Required work.
A: Summarize the dividend discussion in two sentences.
B: Rewrite the rows with "point" replaced by "marker" and everything else unchanged, leaving the pictures out.

Quoted text.
::::::
My start to my 3%-4.5% dividend returns.

Yes I read the transcript - not sure if market is already pricing in a cut. Do you own any? I only recently added this and definitely second guessing myself here.

I have a small position. I'm not second guessing at this point. If anything, I'm considering adding a little. Personally, if the comments regarding the divy were in the prepared statement I'd expect the cut before the next quarterly. In this case the CEO was answering a question and basically stated the obvious. Assuming rates tank further, then of course the divy will be cut to protect the credit rating. I think some of the decline is Sandy related, but in any case I think the 3-5 yr capital appreciation potential out weighs any temp decline because related to the storm or concern about the divy.
 
Exc is not your gramma's utility stock. Very volatile. There is some belief div will be cut after recent q3 call. I think that is baked into price. Sure hope so as i own it.

Yeah... It was 3 months ago and I forgot to mention or forecast the hurricane, random questions posted to ceo, and misc other random events that make this an ever changing world. I would not stick with the buy/hold theory on any stock for 30 years. Even the much beloved here vwelx & vwinx have annual turnover rates of 38% & 48%.

If in a tax deferred account and you think the stock is oversold, buy 25-50% of your present position and if it bounces up sell to help lower your cost basis on the previous position.
::::::
Record set.
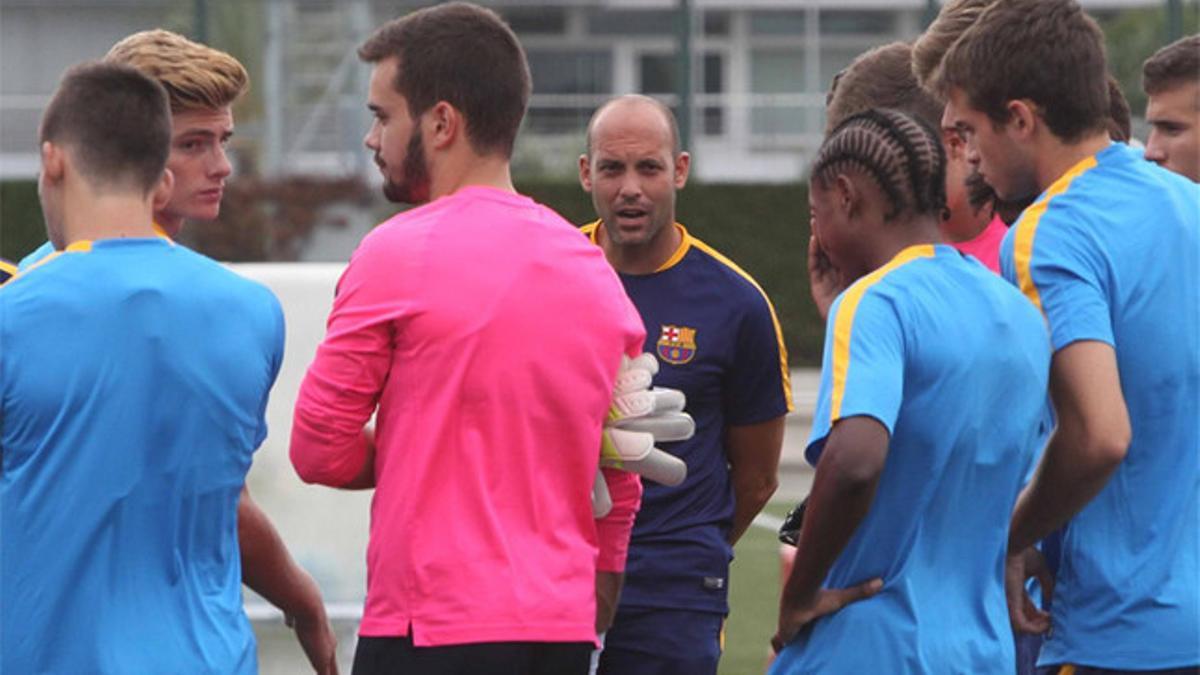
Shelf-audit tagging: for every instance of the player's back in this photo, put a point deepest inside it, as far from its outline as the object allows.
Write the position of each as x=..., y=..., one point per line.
x=1114, y=255
x=961, y=390
x=507, y=334
x=133, y=380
::::::
In response.
A: Posters discuss whether the market has already priced in a possible dividend cut for a stock they hold, after its CEO addressed the dividend while answering a question on the recent Q3 call. One holder thinks the 3-5 year capital appreciation potential outweighs any temporary decline, while others call the stock very volatile, would not buy and hold any stock for 30 years, and suggest buying more in a tax-deferred account to lower the cost basis if it seems oversold.

B:
Shelf-audit tagging: for every instance of the player's back in this photo, put a marker deepest inside it, as far from its outline as the object allows.
Write the position of each as x=..., y=..., one marker per line.
x=1114, y=255
x=961, y=390
x=507, y=334
x=133, y=380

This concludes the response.